Say how many lines of the material below contain the word "Target", with no other words.

[DATA EXCERPTS Boundary: Start]

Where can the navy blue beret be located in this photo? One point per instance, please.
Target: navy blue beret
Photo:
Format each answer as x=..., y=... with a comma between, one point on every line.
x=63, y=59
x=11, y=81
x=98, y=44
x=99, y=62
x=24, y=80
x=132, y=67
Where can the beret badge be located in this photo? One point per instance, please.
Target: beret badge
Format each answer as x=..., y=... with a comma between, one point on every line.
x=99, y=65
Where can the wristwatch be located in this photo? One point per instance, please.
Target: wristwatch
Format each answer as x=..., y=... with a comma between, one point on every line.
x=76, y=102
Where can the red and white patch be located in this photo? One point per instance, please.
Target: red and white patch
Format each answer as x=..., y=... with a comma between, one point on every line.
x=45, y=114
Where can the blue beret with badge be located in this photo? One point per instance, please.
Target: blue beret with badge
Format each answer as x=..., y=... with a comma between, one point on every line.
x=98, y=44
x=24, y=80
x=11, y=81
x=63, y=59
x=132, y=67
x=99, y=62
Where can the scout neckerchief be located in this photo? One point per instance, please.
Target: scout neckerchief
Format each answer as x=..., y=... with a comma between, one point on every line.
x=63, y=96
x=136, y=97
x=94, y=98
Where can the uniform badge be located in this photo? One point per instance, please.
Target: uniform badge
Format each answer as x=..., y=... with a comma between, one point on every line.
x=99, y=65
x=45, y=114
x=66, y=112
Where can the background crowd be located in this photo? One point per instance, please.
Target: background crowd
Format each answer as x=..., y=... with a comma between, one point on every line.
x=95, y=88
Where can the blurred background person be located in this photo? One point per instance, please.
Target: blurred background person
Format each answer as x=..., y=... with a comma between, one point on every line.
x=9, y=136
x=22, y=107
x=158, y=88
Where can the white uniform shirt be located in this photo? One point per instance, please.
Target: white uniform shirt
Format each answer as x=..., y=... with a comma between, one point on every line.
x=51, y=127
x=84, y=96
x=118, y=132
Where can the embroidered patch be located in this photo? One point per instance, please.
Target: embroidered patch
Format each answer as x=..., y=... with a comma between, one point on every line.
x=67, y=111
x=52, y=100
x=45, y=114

[DATA EXCERPTS Boundary: End]

* _ANSWER TO THE EXERCISE_
11